= INSTRUCTIONS FOR THE TASK =
Reproduce every entry exactly as given.

═════ DATA PROVIDED

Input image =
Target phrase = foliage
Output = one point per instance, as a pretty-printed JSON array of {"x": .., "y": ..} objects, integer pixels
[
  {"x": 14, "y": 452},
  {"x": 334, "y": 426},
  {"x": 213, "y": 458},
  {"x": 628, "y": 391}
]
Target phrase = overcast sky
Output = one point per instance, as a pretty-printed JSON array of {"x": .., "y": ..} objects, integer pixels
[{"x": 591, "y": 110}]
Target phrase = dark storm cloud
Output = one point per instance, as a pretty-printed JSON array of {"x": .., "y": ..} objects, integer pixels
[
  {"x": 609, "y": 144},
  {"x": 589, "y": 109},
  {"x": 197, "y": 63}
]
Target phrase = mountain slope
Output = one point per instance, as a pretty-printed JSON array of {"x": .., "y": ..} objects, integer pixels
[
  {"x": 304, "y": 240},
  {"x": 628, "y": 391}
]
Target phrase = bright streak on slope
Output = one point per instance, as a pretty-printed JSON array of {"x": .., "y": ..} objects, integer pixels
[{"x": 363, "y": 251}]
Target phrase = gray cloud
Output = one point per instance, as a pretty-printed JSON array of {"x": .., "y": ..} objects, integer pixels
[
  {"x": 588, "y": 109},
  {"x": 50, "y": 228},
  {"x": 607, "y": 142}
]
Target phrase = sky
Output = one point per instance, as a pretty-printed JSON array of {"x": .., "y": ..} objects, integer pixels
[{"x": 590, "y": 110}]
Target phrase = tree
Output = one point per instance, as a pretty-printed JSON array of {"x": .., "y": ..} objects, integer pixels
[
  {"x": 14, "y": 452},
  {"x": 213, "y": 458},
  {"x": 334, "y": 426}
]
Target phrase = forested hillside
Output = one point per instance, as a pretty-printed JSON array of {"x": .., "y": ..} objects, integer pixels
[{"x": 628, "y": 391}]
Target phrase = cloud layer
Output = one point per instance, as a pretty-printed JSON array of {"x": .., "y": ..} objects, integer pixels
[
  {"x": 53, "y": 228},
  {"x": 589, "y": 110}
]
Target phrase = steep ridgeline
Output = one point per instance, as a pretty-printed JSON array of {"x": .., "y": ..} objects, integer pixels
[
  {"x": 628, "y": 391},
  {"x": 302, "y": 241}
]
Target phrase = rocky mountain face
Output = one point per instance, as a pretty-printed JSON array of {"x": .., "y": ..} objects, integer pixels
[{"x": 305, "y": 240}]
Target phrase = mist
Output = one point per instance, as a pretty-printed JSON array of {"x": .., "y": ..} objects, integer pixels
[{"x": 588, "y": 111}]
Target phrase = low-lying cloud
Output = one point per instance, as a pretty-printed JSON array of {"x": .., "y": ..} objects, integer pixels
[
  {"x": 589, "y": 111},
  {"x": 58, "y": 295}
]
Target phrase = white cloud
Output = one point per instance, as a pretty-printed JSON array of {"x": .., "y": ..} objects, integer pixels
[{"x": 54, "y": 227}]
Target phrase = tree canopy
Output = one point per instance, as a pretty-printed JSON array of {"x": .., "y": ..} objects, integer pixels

══════════

= TASK RESULT =
Input image =
Target phrase = foliage
Output = one point per instance, as a pretty-printed JSON array of {"x": .., "y": ..} objects, integer pixels
[
  {"x": 14, "y": 452},
  {"x": 334, "y": 426},
  {"x": 213, "y": 458},
  {"x": 628, "y": 391}
]
Target phrase = overcast sky
Output = one point per instance, as a pretty-printed JSON array of {"x": .., "y": ..} objects, integer pixels
[{"x": 591, "y": 110}]
Target phrase = dark storm cloud
Output = one point per instance, as a pretty-printed JSON array of {"x": .., "y": ..} objects, integer pixels
[
  {"x": 609, "y": 144},
  {"x": 589, "y": 109},
  {"x": 197, "y": 63}
]
Target phrase = mountain slope
Output = one point per instance, as a pretty-printed JSON array of {"x": .., "y": ..} objects, integer pixels
[
  {"x": 304, "y": 240},
  {"x": 628, "y": 391}
]
Target phrase = bright streak on slope
Output = one point per instance, as a pretty-printed JSON array of {"x": .., "y": ..} objects, integer pixels
[{"x": 363, "y": 251}]
Target phrase = gray cloud
Output = one point per instance, as a pretty-printed JSON array of {"x": .., "y": ..} objects, integer pixels
[
  {"x": 588, "y": 109},
  {"x": 50, "y": 228},
  {"x": 607, "y": 142}
]
Target phrase = sky
Output = one point per instance, as a pretty-printed JSON array of {"x": .., "y": ..} objects, integer pixels
[{"x": 590, "y": 110}]
Target phrase = tree
Output = one point per instance, as a pretty-printed JSON array of {"x": .., "y": ..} objects, integer pixels
[
  {"x": 14, "y": 452},
  {"x": 213, "y": 458},
  {"x": 334, "y": 426}
]
Target phrase = forested hillside
Output = one point per instance, as a pretty-printed JSON array of {"x": .., "y": ..} objects, integer pixels
[{"x": 628, "y": 391}]
Target phrase = cloud layer
Output = one point per instance, as a pretty-printed JSON array of {"x": .., "y": ..} objects, integer pixels
[
  {"x": 53, "y": 228},
  {"x": 589, "y": 110}
]
Target phrase = steep ridgeline
Output = one point per instance, as a pretty-printed JSON array of {"x": .., "y": ..} objects, integer pixels
[
  {"x": 628, "y": 391},
  {"x": 302, "y": 241}
]
Target phrase = rocky mountain face
Output = one point per instance, as a pretty-printed JSON array of {"x": .., "y": ..} objects, integer pixels
[{"x": 305, "y": 240}]
Target phrase = mist
Output = one point per instance, as a pretty-printed JSON array of {"x": .., "y": ..} objects, integer pixels
[{"x": 588, "y": 111}]
Target phrase = low-lying cloud
Output = one point per instance, as a pretty-printed JSON array of {"x": .., "y": ..} objects, integer pixels
[
  {"x": 589, "y": 111},
  {"x": 58, "y": 295}
]
Target phrase = white cloud
Output = one point per instance, as a pretty-printed JSON array of {"x": .., "y": ..} objects, integer pixels
[{"x": 54, "y": 227}]
Target phrase = tree canopy
Output = one point per instance, as a pretty-printed JSON array of {"x": .., "y": ..} objects, integer pixels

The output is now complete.